● **Problem**
Please return each record exactly as it stands.

BEGIN Entries provided

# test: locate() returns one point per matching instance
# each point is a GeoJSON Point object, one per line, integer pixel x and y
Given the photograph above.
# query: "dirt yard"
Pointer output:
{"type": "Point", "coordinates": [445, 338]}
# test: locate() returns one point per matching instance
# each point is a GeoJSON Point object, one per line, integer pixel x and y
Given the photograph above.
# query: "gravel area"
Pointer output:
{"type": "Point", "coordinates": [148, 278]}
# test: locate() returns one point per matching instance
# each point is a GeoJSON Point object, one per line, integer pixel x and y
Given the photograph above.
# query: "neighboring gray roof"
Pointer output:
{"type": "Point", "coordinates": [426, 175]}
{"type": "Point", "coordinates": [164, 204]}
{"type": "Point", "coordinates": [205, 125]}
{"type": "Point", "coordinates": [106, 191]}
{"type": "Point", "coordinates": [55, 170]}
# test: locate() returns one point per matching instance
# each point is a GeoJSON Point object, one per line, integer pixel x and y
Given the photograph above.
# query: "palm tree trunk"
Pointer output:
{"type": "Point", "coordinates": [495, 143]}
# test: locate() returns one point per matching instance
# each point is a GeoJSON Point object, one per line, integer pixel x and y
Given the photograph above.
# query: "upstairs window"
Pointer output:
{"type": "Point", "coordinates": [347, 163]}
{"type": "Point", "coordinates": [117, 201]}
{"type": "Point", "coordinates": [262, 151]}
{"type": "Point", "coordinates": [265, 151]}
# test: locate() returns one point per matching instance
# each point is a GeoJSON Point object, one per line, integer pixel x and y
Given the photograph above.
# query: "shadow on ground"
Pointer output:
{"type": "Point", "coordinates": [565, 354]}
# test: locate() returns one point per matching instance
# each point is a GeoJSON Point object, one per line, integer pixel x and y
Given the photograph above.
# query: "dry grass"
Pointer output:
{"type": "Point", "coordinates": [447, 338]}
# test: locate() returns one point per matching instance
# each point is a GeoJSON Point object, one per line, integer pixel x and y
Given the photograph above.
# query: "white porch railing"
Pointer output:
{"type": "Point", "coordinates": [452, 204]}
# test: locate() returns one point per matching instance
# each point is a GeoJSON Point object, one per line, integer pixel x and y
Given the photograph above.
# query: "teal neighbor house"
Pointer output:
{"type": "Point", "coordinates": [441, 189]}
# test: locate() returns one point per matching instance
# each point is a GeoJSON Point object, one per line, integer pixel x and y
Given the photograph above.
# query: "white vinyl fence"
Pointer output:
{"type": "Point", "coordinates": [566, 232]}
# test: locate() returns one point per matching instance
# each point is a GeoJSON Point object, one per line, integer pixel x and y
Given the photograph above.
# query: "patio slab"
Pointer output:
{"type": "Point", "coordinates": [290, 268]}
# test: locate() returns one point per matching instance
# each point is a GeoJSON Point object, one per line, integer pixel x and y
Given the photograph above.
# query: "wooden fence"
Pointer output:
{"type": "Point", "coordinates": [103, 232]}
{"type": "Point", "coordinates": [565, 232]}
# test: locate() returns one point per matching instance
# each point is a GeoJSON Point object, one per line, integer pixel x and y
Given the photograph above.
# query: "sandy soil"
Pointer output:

END Entries provided

● **Response to the task**
# test: locate() returns one point per matching instance
# each point is a GeoJSON Point object, one per line, integer pixel x and y
Given the photograph above.
# query: "dirt yard"
Pointer output:
{"type": "Point", "coordinates": [445, 338]}
# test: locate() returns one point per matching instance
# each point is a GeoJSON Point object, one per line, integer pixel x and y
Given the photograph above.
# query: "gravel area"
Pointer output:
{"type": "Point", "coordinates": [148, 278]}
# test: locate() returns one point per matching instance
# each point is a GeoJSON Point object, one per line, integer pixel x and y
Given the photograph above.
# query: "neighboring gray roof"
Pointer output:
{"type": "Point", "coordinates": [426, 175]}
{"type": "Point", "coordinates": [164, 204]}
{"type": "Point", "coordinates": [205, 125]}
{"type": "Point", "coordinates": [106, 191]}
{"type": "Point", "coordinates": [55, 170]}
# test: locate() returns one point per matching instance
# each point is a GeoJSON Point object, one per line, integer pixel x and y
Given the photograph above.
# query: "palm tree trunk"
Pointer output:
{"type": "Point", "coordinates": [495, 143]}
# test: locate() returns one point per matching instance
# each point is a GeoJSON Point object, one per line, integer pixel x and y
Given the photograph above.
# query: "upstairs window"
Pointer output:
{"type": "Point", "coordinates": [347, 163]}
{"type": "Point", "coordinates": [117, 201]}
{"type": "Point", "coordinates": [262, 151]}
{"type": "Point", "coordinates": [265, 151]}
# test: locate() returns one point per matching instance
# each point is a GeoJSON Point object, one per line, integer pixel x and y
Given the photograph above.
# query: "shadow on ground"
Pointer output:
{"type": "Point", "coordinates": [565, 354]}
# test: locate() returns one point per matching instance
# each point is a GeoJSON Point object, one per line, integer pixel x and y
Given the photograph above.
# query: "dry grass"
Pointer output:
{"type": "Point", "coordinates": [447, 338]}
# test: locate() returns one point per matching instance
# each point is a GeoJSON Point object, one per line, integer pixel x and y
Given the photograph above.
# query: "white porch railing"
Pointer output:
{"type": "Point", "coordinates": [452, 204]}
# test: locate() returns one point per matching instance
# each point is a GeoJSON Point object, one per line, integer pixel x and y
Given the photograph above.
# query: "teal neighbor house"
Pointer output:
{"type": "Point", "coordinates": [441, 189]}
# test: locate() returns one point per matching instance
# each point is a GeoJSON Point object, one per line, integer pixel x and y
Given the photograph above.
# query: "white vinyl fence"
Pointer output:
{"type": "Point", "coordinates": [566, 232]}
# test: locate() returns one point per matching instance
# each point is a GeoJSON Point object, one per line, integer pixel x and y
Given the photograph above.
# query: "patio slab"
Pointer output:
{"type": "Point", "coordinates": [290, 268]}
# test: locate() returns one point per matching instance
# each point is a GeoJSON Point object, one per line, integer pixel x and y
Given the photograph above.
# query: "wooden fence"
Pointer output:
{"type": "Point", "coordinates": [103, 232]}
{"type": "Point", "coordinates": [565, 232]}
# test: locate() returns one point per matching instance
# each point is a GeoJSON Point object, one per line, integer pixel x and y
Given the photograph above.
# query: "sandy soil"
Pointer output:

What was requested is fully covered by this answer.